What is required »
Pictures in the records should not be copied, but every other part must be repeated exactly.

Provided material »
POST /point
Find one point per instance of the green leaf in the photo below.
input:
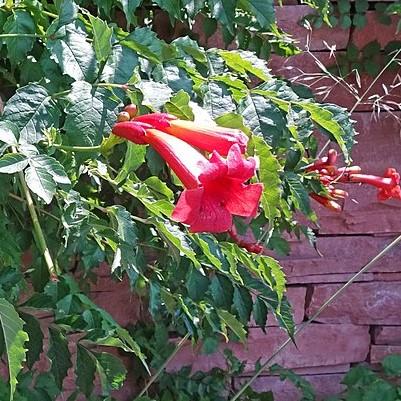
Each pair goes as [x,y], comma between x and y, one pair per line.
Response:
[12,163]
[19,22]
[242,301]
[269,175]
[178,105]
[74,54]
[111,371]
[216,99]
[41,183]
[230,321]
[85,370]
[392,365]
[224,12]
[129,7]
[222,291]
[236,61]
[146,43]
[263,10]
[134,157]
[334,121]
[59,355]
[155,94]
[9,133]
[196,284]
[32,110]
[120,65]
[263,117]
[52,166]
[91,113]
[299,194]
[14,338]
[173,7]
[101,38]
[35,343]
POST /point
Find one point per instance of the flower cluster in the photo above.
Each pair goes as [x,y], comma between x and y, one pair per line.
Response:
[329,175]
[216,187]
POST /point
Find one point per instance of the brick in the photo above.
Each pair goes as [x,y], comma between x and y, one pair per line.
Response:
[342,254]
[318,345]
[327,278]
[387,335]
[363,303]
[374,30]
[324,386]
[288,19]
[296,297]
[304,69]
[378,352]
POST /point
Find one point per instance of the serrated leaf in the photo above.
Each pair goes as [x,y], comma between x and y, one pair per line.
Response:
[9,133]
[231,321]
[236,61]
[134,157]
[41,183]
[120,65]
[216,99]
[85,370]
[32,110]
[129,7]
[269,174]
[52,166]
[178,105]
[12,163]
[299,194]
[155,94]
[224,12]
[19,22]
[91,113]
[334,121]
[196,284]
[35,334]
[242,301]
[102,34]
[59,355]
[14,338]
[111,371]
[222,291]
[74,54]
[263,117]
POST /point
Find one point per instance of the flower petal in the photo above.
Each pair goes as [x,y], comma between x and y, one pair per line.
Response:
[243,200]
[238,167]
[203,212]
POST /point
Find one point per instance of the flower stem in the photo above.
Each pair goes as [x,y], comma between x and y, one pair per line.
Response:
[77,148]
[39,236]
[364,269]
[161,369]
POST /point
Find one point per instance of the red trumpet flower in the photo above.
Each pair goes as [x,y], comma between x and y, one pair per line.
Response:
[222,193]
[204,137]
[215,188]
[388,185]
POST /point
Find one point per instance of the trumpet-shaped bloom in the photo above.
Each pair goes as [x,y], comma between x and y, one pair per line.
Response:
[388,185]
[216,188]
[222,193]
[204,137]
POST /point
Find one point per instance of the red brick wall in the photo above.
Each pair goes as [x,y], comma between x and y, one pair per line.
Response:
[365,323]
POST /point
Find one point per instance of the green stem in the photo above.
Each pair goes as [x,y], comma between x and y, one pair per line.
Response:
[161,369]
[364,269]
[77,148]
[40,238]
[18,198]
[20,35]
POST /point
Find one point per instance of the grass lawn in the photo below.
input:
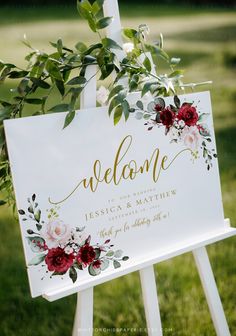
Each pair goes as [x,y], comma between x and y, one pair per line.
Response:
[207,48]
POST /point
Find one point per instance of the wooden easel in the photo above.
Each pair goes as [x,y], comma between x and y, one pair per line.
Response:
[83,324]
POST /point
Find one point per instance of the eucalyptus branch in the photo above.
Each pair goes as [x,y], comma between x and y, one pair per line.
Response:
[64,70]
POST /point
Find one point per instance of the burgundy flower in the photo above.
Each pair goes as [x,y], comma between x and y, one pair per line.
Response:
[97,263]
[188,114]
[58,261]
[86,255]
[158,107]
[167,117]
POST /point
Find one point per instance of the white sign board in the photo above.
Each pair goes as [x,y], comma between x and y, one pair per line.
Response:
[95,198]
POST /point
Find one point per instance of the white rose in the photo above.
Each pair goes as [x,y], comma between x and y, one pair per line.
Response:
[128,47]
[181,123]
[191,137]
[56,233]
[102,95]
[69,250]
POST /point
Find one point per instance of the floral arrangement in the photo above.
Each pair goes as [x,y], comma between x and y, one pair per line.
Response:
[64,71]
[63,249]
[182,122]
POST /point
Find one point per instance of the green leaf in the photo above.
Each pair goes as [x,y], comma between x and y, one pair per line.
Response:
[204,130]
[147,87]
[40,83]
[37,260]
[174,61]
[80,46]
[104,22]
[110,44]
[117,114]
[118,253]
[33,101]
[160,101]
[73,274]
[60,108]
[69,118]
[140,105]
[157,51]
[110,253]
[36,243]
[139,115]
[86,11]
[53,70]
[94,271]
[97,253]
[151,106]
[60,86]
[115,90]
[177,74]
[117,100]
[132,34]
[126,109]
[77,80]
[116,264]
[147,64]
[60,47]
[177,101]
[104,264]
[97,6]
[203,117]
[37,215]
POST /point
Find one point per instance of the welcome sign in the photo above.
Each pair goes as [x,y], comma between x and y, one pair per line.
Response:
[95,198]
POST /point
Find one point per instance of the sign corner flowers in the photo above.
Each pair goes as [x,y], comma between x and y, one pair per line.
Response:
[65,250]
[182,121]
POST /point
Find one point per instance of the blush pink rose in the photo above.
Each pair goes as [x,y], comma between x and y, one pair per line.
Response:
[191,137]
[56,233]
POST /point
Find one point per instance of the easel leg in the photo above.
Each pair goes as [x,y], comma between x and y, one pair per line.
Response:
[150,300]
[83,323]
[211,291]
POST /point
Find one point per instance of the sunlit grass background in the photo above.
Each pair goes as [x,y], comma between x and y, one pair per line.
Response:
[205,40]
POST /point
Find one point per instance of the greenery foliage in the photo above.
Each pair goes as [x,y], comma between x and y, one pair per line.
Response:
[65,70]
[183,306]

Written answer »
POST /point
Find one point per instance of the green leaf in the photo below.
input:
Each pair goes as [x,y], comma between x and y, one pair per line.
Response:
[12,163]
[19,22]
[242,301]
[269,175]
[178,105]
[74,54]
[111,371]
[216,99]
[41,183]
[230,321]
[85,370]
[392,365]
[224,12]
[129,7]
[222,291]
[236,61]
[146,43]
[263,10]
[134,157]
[334,121]
[59,355]
[155,94]
[9,133]
[196,284]
[32,110]
[120,65]
[263,117]
[52,166]
[91,113]
[299,194]
[14,338]
[173,7]
[101,38]
[35,343]
POST /point
Find one point per instance of the flower cluster in the photo above.
Each pair goes as [x,y], comma between x and y, one pair per line.
Response:
[329,175]
[216,187]
POST /point
Find one point per instance of the brick in the photo above.
Each pair goes as [x,y], comma between x and y, one pair per line.
Response:
[342,254]
[318,345]
[327,278]
[387,335]
[363,303]
[374,30]
[324,386]
[288,19]
[296,297]
[304,69]
[378,352]
POST /point
Find one point per instance of the serrated leaf in the photo above.
Each pair goes as [x,y], comma between x and y, one pair per line.
Response:
[9,133]
[231,321]
[236,61]
[134,157]
[41,183]
[120,65]
[216,99]
[85,370]
[32,110]
[129,7]
[269,174]
[52,166]
[178,105]
[12,163]
[299,194]
[155,94]
[224,12]
[19,22]
[91,113]
[334,121]
[196,284]
[35,334]
[242,301]
[102,34]
[59,355]
[14,338]
[111,371]
[222,291]
[74,54]
[263,117]
POST /point
Find one point per instance of the flower petal in the photo above.
Each pair goes as [x,y], comma between x and y, one pair per line.
Response:
[243,200]
[238,167]
[203,212]
POST /point
Find one point per instance of the flower stem in the photo above.
Each pair goes as [x,y], comma between x and y, one pair per line.
Response:
[77,148]
[39,236]
[364,269]
[161,369]
POST /point
Find one point per instance of the red trumpet flower in the photo above.
Each pair goes as [x,y], comma between x and y, one pair per line.
Response:
[222,193]
[204,137]
[215,188]
[388,185]
POST /point
Find one point per instance of the trumpet-shaped bloom in the photo above.
Each pair goes as [x,y], comma between x and y, one pair per line.
Response:
[388,185]
[216,188]
[222,193]
[204,137]
POST /point
Find one point per instance of the red brick wall in the photo above.
Each pair goes as [x,y], comma between x and y, one pair per line.
Response:
[365,323]
POST /point
Find one point per instance of the green stem in the photo above.
Each pair goes as [x,y], comma between x and y, one pair per line.
Response:
[161,369]
[364,269]
[77,148]
[40,238]
[18,198]
[20,35]
POST /point
Find one point per instance of the grass lawn in the photo below.
input:
Each pair goes as [x,y], comma between x and y, one pair per line.
Response:
[207,48]
POST /point
Find one point per instance of the wooden easel in the photo above.
Each pair goes as [x,y], comma between x and y, one pair per line.
Response:
[83,324]
POST /point
Find one point per instance of the eucalyptus branch in the photo above.
Each pair goes as [x,y], comma between x and y, one pair per line.
Response:
[64,70]
POST /point
Find one point per instance of the burgundy flower in the photo above.
Each pair goes as [x,y], comma between x and y, one pair per line.
Response:
[97,263]
[188,114]
[58,261]
[86,255]
[158,107]
[167,117]
POST /point
Find one point per instance of the white sign board in the photo above.
Each pair goes as [x,y], comma between x and y, one pair per line.
Response:
[95,198]
POST /point
Find one point per instance of the white rose in the photo above.
Each pair goes as [x,y], comma between x and y, one pair per line.
Response:
[128,47]
[181,123]
[191,137]
[56,233]
[102,95]
[69,250]
POST /point
Find one point per instance of the floral arrangement in the photo above.
Each pair goes as [x,y], comma between x and y, one pair per line.
Response:
[64,71]
[63,249]
[182,122]
POST /point
Find one point per instance of the green leaf in the photo above.
Each pair goes as [x,y], comma between x and y, one pair per line.
Response:
[204,130]
[147,87]
[40,83]
[37,260]
[174,61]
[80,46]
[104,22]
[110,44]
[117,114]
[118,253]
[33,101]
[160,101]
[73,274]
[60,108]
[69,118]
[140,105]
[157,51]
[110,253]
[36,243]
[139,115]
[86,11]
[53,70]
[94,271]
[97,253]
[151,106]
[60,86]
[115,90]
[177,74]
[117,100]
[132,34]
[126,109]
[77,80]
[116,264]
[147,64]
[60,47]
[177,101]
[104,264]
[97,6]
[203,117]
[37,215]
POST /point
Find one point per instance of the welcome sign in the photo above.
Each pair goes as [x,y], comma between x and y, one pair per line.
Response:
[95,198]
POST /point
Find one point per instance of the sign corner flowers in the photo above.
Each pair goes as [x,y], comma between x and y, one pair per line.
Response:
[65,250]
[182,121]
POST /point
Find one point per instance of the blush pink rose in the photo above.
Each pair goes as [x,y], comma between x and y, one pair per line.
Response:
[191,137]
[56,233]
POST /point
Find one point per instance of the easel leg in the photo above.
Each pair goes as [x,y], comma between x and y, one pair per line.
Response:
[150,300]
[83,323]
[211,291]
POST /point
Find one point per instance of the sunlit grass background in the photo above.
Each pair goes as [x,y], comma between x and y, one pair per line.
Response:
[205,40]
POST /point
Find one point per instance of the greenery foliage in the photo above.
Each pair goes as [x,y], comma between x and y, one pair per line.
Response:
[65,70]
[183,306]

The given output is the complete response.